-- DATA TO EXAMINE follows --

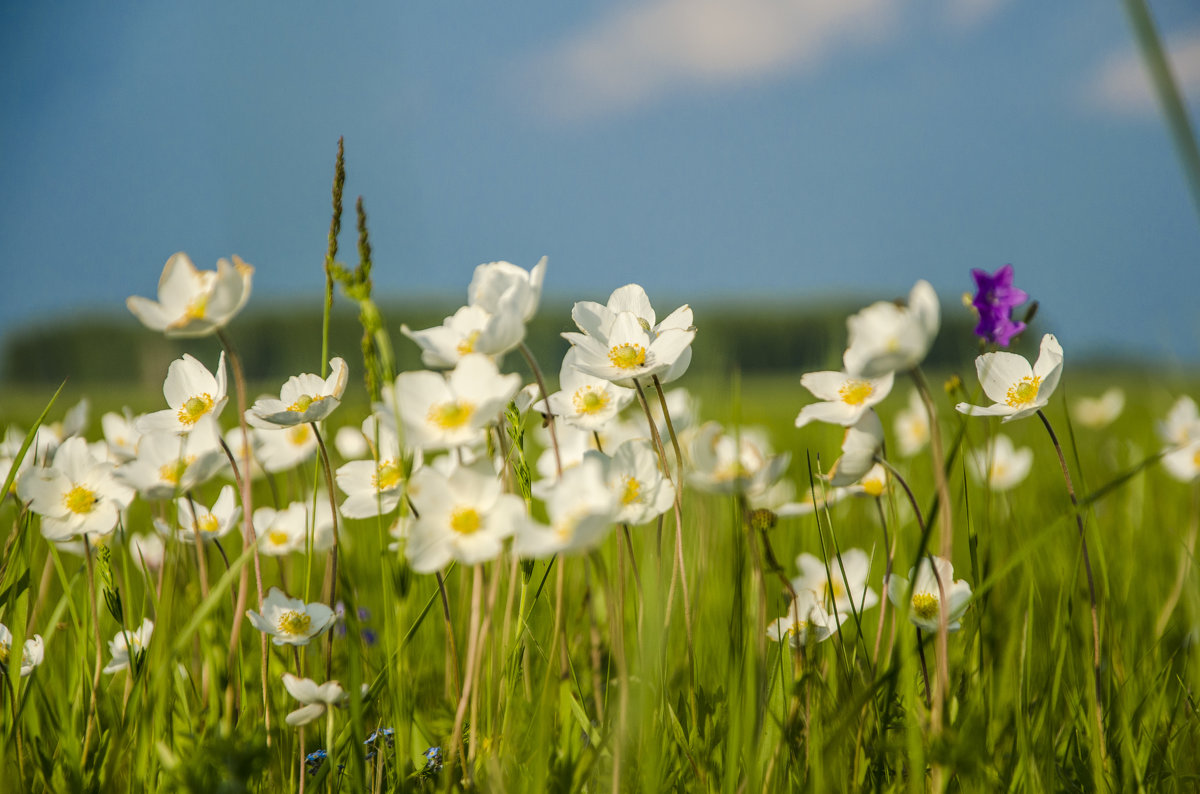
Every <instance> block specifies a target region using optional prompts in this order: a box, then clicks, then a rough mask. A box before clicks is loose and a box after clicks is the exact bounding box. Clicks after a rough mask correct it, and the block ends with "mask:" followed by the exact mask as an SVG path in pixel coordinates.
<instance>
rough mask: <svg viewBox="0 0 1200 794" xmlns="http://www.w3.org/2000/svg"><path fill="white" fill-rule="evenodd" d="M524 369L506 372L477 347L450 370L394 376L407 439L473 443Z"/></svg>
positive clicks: (406, 374)
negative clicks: (518, 372)
mask: <svg viewBox="0 0 1200 794" xmlns="http://www.w3.org/2000/svg"><path fill="white" fill-rule="evenodd" d="M518 389H521V375H517V374H508V375H502V374H500V372H499V369H498V368H497V366H496V362H494V361H492V360H491V359H488V357H487V356H485V355H482V354H479V353H473V354H470V355H467V356H463V359H462V361H460V362H458V366H457V367H455V368H454V371H451V372H450V373H449V374H446V375H442V374H439V373H436V372H430V371H420V372H403V373H401V374H400V375H397V377H396V389H395V395H396V401H397V402H398V404H400V419H401V421H402V422H403V423H404V438H406V440H407V443H408V444H410V445H413V446H415V447H419V449H422V450H438V449H448V447H454V446H470V445H474V444H478V443H480V441H482V440H484V438H485V434H486V433H485V431H486V427H487V426H488V425H490V423H492V422H493V421H496V417H497V416H498V415H499V414H500V411H502V410H504V407H505V405H508V403H509V401H510V399H512V395H515V393H516V392H517V390H518Z"/></svg>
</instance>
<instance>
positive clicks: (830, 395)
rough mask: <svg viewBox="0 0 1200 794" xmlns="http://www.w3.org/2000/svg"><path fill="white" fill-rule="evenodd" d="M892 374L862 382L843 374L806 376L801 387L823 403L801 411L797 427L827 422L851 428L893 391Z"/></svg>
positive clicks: (882, 376)
mask: <svg viewBox="0 0 1200 794" xmlns="http://www.w3.org/2000/svg"><path fill="white" fill-rule="evenodd" d="M894 379H895V374H894V373H892V372H887V373H884V374H883V375H881V377H878V378H863V377H857V375H851V374H847V373H845V372H809V373H805V374H804V375H803V377H802V378H800V385H803V386H804V387H805V389H808V390H809V391H811V392H812V396H814V397H816V398H817V399H820V401H822V402H820V403H812V404H809V405H805V407H804V408H802V409H800V413H799V415H798V416H797V417H796V426H797V427H804V426H805V425H808V423H809V422H814V421H815V422H829V423H830V425H841V426H844V427H850V426H851V425H853V423H854V422H857V421H858V420H859V419H862V417H863V414H865V413H866V411H868V410H870V409H871V408H872V407H874V405H876V404H878V403H880V402H881V401H882V399H883V398H884V397H887V396H888V393H889V392H890V391H892V383H893V380H894Z"/></svg>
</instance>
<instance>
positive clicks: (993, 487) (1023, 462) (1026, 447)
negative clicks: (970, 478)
mask: <svg viewBox="0 0 1200 794" xmlns="http://www.w3.org/2000/svg"><path fill="white" fill-rule="evenodd" d="M967 465H968V467H970V468H971V473H972V474H973V475H974V477H976V480H979V481H982V482H986V483H988V487H989V488H991V489H992V491H1012V489H1013V488H1015V487H1016V486H1019V485H1020V483H1021V481H1022V480H1025V477H1026V476H1028V474H1030V469H1032V468H1033V450H1031V449H1030V447H1027V446H1022V447H1021V449H1016V447H1015V446H1014V445H1013V439H1010V438H1008V437H1007V435H996V437H995V438H992V439H991V440H989V441H988V445H986V446H985V447H984V449H983V450H971V451H970V452H967Z"/></svg>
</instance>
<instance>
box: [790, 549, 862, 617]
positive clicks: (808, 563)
mask: <svg viewBox="0 0 1200 794" xmlns="http://www.w3.org/2000/svg"><path fill="white" fill-rule="evenodd" d="M796 567H798V569H799V570H800V575H799V576H798V577H796V578H794V579H792V588H793V589H794V590H796V591H797V593H799V591H800V590H811V591H814V593H815V594H816V595H817V602H818V603H822V604H824V606H826V608H829V604H833V607H835V608H836V610H838V614H839V616H841V615H846V614H850V613H851V610H852V609H851V607H852V606H853V612H859V613H860V612H863V610H864V609H870V608H871V607H874V606H875V604H877V603H878V602H880V596H878V594H877V593H875V590H872V589H871V588H870V587H869V585H868V578H869V577H870V573H871V558H870V555H868V553H866V552H864V551H863V549H860V548H851V549H846V551H845V552H842V553H841V560H840V563H839V560H838V558H834V559H832V560H829V567H828V569H826V564H824V563H823V561H822V560H821V559H820V558H817V557H814V555H812V554H800V555H799V557H797V558H796Z"/></svg>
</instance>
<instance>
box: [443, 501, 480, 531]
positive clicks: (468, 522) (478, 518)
mask: <svg viewBox="0 0 1200 794" xmlns="http://www.w3.org/2000/svg"><path fill="white" fill-rule="evenodd" d="M481 523H482V521H481V519H480V517H479V512H478V511H476V510H475V509H473V507H458V509H456V510H455V511H454V512H452V513H450V529H452V530H454V531H456V533H458V534H460V535H474V534H475V533H478V531H479V527H480V524H481Z"/></svg>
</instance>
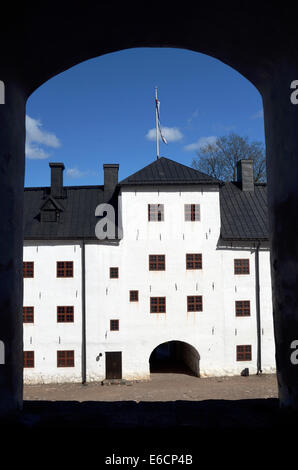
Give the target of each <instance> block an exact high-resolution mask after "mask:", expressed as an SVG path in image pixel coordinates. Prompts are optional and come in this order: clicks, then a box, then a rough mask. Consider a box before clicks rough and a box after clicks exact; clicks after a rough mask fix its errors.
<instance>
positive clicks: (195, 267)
mask: <svg viewBox="0 0 298 470" xmlns="http://www.w3.org/2000/svg"><path fill="white" fill-rule="evenodd" d="M186 269H202V254H201V253H188V254H187V255H186Z"/></svg>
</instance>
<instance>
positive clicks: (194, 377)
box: [24, 373, 278, 402]
mask: <svg viewBox="0 0 298 470" xmlns="http://www.w3.org/2000/svg"><path fill="white" fill-rule="evenodd" d="M277 397H278V391H277V381H276V375H275V374H270V375H267V374H264V375H260V376H257V375H250V376H248V377H241V376H234V377H210V378H198V377H193V376H190V375H187V374H175V373H163V374H161V373H155V374H151V381H149V382H138V383H130V384H129V385H115V384H114V385H104V386H103V385H101V383H94V382H92V383H89V384H87V385H82V384H74V383H71V384H43V385H25V386H24V400H29V401H30V400H49V401H55V400H57V401H64V400H66V401H73V400H74V401H78V402H83V401H126V400H130V401H135V402H140V401H175V400H191V401H201V400H210V399H211V400H212V399H214V400H241V399H250V398H251V399H254V398H277Z"/></svg>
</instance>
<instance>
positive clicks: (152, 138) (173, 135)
mask: <svg viewBox="0 0 298 470" xmlns="http://www.w3.org/2000/svg"><path fill="white" fill-rule="evenodd" d="M161 131H162V134H163V136H164V137H165V138H166V140H167V142H177V140H181V139H182V138H183V134H182V133H181V132H180V131H179V129H178V127H162V128H161ZM146 139H148V140H156V129H155V128H154V129H150V130H149V131H148V132H147V134H146ZM159 140H161V138H160V136H159Z"/></svg>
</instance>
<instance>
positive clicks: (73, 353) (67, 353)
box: [57, 349, 75, 368]
mask: <svg viewBox="0 0 298 470" xmlns="http://www.w3.org/2000/svg"><path fill="white" fill-rule="evenodd" d="M62 353H63V357H61V355H62ZM70 353H71V354H70ZM59 356H60V357H59ZM68 356H70V357H68ZM62 360H63V361H64V364H61V363H60V362H59V361H62ZM69 362H71V363H70V364H69ZM57 367H59V368H60V367H75V351H74V349H67V350H64V349H63V350H58V351H57Z"/></svg>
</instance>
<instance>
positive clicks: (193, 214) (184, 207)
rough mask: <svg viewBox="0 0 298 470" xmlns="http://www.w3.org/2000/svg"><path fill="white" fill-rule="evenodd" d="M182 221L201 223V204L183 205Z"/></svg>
mask: <svg viewBox="0 0 298 470" xmlns="http://www.w3.org/2000/svg"><path fill="white" fill-rule="evenodd" d="M197 208H198V209H197ZM197 211H198V212H197ZM184 221H185V222H200V221H201V204H199V203H194V204H184Z"/></svg>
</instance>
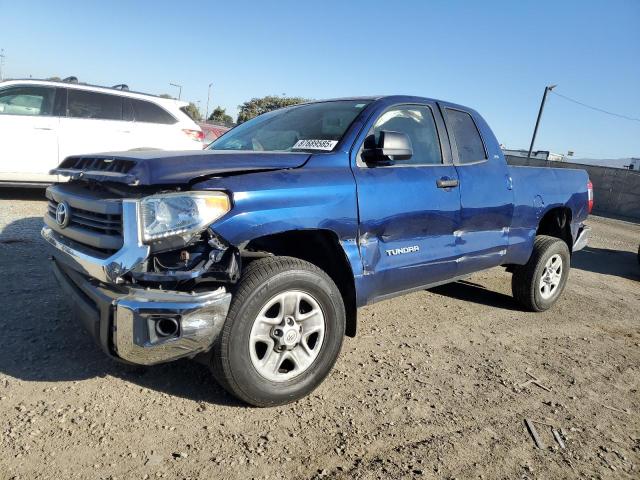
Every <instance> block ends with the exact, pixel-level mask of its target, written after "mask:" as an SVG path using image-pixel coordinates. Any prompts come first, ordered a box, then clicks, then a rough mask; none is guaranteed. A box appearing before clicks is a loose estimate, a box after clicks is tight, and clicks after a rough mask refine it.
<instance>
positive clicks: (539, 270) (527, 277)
mask: <svg viewBox="0 0 640 480" xmlns="http://www.w3.org/2000/svg"><path fill="white" fill-rule="evenodd" d="M570 266H571V257H570V254H569V248H568V247H567V244H566V243H565V242H564V241H562V240H561V239H559V238H556V237H549V236H546V235H539V236H537V237H536V238H535V240H534V243H533V252H532V254H531V257H530V258H529V261H528V262H527V263H526V264H525V265H519V266H516V267H515V268H514V270H513V276H512V278H511V290H512V292H513V296H514V297H515V299H516V300H518V302H520V303H521V304H522V305H523V306H524V307H525V308H526V309H528V310H531V311H534V312H542V311H544V310H548V309H549V308H551V306H552V305H553V304H554V303H556V301H557V300H558V298H559V297H560V294H561V293H562V291H563V290H564V287H565V285H566V283H567V278H568V277H569V268H570Z"/></svg>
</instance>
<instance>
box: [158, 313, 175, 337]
mask: <svg viewBox="0 0 640 480" xmlns="http://www.w3.org/2000/svg"><path fill="white" fill-rule="evenodd" d="M179 330H180V326H179V325H178V321H177V320H176V319H175V318H168V317H163V318H159V319H157V320H156V334H157V335H158V337H161V338H167V337H175V336H177V335H178V331H179Z"/></svg>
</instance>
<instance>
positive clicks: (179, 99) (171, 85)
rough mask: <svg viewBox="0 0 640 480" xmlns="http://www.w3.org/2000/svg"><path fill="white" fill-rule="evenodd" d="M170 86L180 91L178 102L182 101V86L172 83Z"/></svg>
mask: <svg viewBox="0 0 640 480" xmlns="http://www.w3.org/2000/svg"><path fill="white" fill-rule="evenodd" d="M169 85H171V86H172V87H176V88H178V89H179V90H178V100H180V98H181V97H182V85H178V84H177V83H170V84H169Z"/></svg>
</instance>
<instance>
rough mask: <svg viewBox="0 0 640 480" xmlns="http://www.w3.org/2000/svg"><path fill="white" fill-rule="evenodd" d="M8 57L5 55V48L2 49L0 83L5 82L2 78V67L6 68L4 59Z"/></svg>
mask: <svg viewBox="0 0 640 480" xmlns="http://www.w3.org/2000/svg"><path fill="white" fill-rule="evenodd" d="M5 57H6V55H5V54H4V48H0V82H1V81H2V80H3V77H2V67H4V58H5Z"/></svg>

-- DATA TO EXAMINE concluded --

→ **THE PROBLEM**: Can you repeat the lines above, from the very first one through the line that contains "positive clicks: (406, 374)", with both ends included and the picture left out?

→ **TASK RESULT**:
Every <instance> block specifies a target region using optional prompts in this order: a box, then clicks, then a rough mask. A box before clicks is loose and a box after clicks is the exact bounding box. Clicks after a rough mask correct it, and the block ends with "mask:" followed by the exact mask as an SVG path in pixel coordinates.
<instance>
rough mask: <svg viewBox="0 0 1200 794" xmlns="http://www.w3.org/2000/svg"><path fill="white" fill-rule="evenodd" d="M524 369L506 372L477 347L450 370L394 376L407 439L473 443Z"/></svg>
positive clicks: (406, 374)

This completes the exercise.